[Start of Provided data]
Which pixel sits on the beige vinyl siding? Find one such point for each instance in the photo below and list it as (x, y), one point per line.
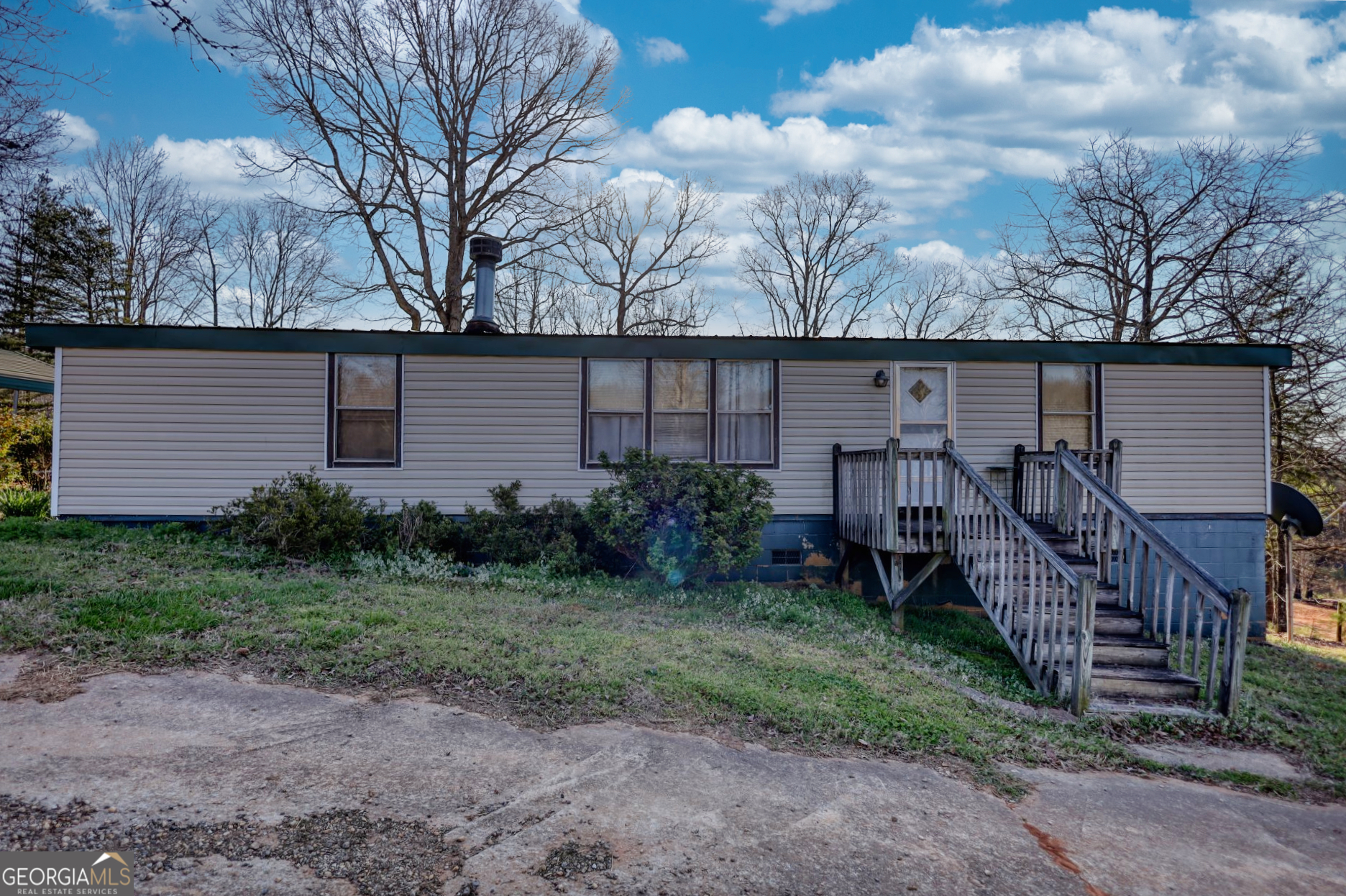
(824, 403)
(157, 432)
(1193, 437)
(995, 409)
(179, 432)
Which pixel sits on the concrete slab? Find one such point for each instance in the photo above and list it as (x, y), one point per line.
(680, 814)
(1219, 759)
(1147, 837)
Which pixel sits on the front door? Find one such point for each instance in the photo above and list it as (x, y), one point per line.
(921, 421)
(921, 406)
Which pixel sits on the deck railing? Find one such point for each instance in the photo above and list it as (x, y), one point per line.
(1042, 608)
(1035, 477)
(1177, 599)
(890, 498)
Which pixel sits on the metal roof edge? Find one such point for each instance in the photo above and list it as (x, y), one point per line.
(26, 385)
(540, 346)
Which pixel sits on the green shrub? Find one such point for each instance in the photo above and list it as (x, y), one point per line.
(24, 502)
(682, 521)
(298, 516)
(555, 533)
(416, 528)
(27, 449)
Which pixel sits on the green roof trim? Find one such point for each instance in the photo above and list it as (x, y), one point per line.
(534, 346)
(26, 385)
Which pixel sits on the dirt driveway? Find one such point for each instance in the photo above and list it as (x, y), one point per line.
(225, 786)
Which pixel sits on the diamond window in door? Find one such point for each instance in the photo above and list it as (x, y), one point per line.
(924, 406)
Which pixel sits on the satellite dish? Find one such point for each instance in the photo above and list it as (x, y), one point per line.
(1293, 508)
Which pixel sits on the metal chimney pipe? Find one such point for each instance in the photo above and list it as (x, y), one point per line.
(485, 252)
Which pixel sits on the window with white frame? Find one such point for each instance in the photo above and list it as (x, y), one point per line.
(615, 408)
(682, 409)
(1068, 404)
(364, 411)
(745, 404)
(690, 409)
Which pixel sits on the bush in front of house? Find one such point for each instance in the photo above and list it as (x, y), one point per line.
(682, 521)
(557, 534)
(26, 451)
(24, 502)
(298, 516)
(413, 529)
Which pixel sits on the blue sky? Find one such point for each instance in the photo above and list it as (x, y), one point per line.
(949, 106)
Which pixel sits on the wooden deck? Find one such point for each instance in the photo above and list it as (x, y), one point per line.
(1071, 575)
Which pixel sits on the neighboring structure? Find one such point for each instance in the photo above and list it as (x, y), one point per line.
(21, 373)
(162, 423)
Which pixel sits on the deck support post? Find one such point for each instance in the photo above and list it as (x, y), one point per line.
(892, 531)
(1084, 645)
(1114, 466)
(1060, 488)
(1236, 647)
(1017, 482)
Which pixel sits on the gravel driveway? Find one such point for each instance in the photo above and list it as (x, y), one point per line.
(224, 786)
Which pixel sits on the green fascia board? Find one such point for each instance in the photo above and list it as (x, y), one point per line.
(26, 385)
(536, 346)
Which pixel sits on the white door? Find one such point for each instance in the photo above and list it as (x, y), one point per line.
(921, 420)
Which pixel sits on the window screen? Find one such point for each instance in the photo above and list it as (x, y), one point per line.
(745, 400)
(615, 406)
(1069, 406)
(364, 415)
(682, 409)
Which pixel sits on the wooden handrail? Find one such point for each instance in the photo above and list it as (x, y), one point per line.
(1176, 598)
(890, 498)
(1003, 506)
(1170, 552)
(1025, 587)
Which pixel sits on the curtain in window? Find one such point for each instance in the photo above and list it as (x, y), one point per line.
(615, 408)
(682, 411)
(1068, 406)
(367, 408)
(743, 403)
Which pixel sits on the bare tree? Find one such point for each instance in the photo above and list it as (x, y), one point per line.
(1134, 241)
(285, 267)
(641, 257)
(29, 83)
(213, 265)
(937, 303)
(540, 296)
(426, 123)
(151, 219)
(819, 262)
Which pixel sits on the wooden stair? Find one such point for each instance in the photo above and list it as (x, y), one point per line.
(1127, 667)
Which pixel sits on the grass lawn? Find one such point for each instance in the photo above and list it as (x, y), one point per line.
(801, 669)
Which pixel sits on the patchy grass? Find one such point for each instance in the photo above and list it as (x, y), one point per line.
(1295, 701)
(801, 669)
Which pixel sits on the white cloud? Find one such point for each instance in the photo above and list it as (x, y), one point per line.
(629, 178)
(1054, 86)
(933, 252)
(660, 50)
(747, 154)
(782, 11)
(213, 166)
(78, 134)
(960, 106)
[End of Provided data]
- [Problem requirements] Your task is to output exactly the lines running from the one with "Which pixel sits on the bare" through the final line of the material above, with both ends included.

- [Written solution]
Which pixel sits on the bare tree? Find one such point for each instance in the photo above and list it as (x, y), one point per line.
(1134, 241)
(285, 267)
(641, 257)
(29, 83)
(213, 265)
(937, 303)
(540, 296)
(426, 123)
(151, 219)
(819, 262)
Which pixel sits on the wooden stair? Find one such point for each instance in the photo above and list it as (x, y), one point per line.
(1127, 667)
Which pixel sits on the grass lawn? Find one such point for each instance in the photo above and list it as (x, y), one point per line.
(801, 669)
Which pixel sits on the patchy grass? Find one such point for each instance in the photo above and list it as (x, y), one point per line.
(1295, 701)
(801, 669)
Which pixel sits on the white cloud? Find one such point for each instance in the photo above and list it as (x, y), one point per line.
(629, 178)
(1054, 86)
(933, 252)
(660, 50)
(747, 154)
(782, 11)
(213, 166)
(78, 134)
(960, 106)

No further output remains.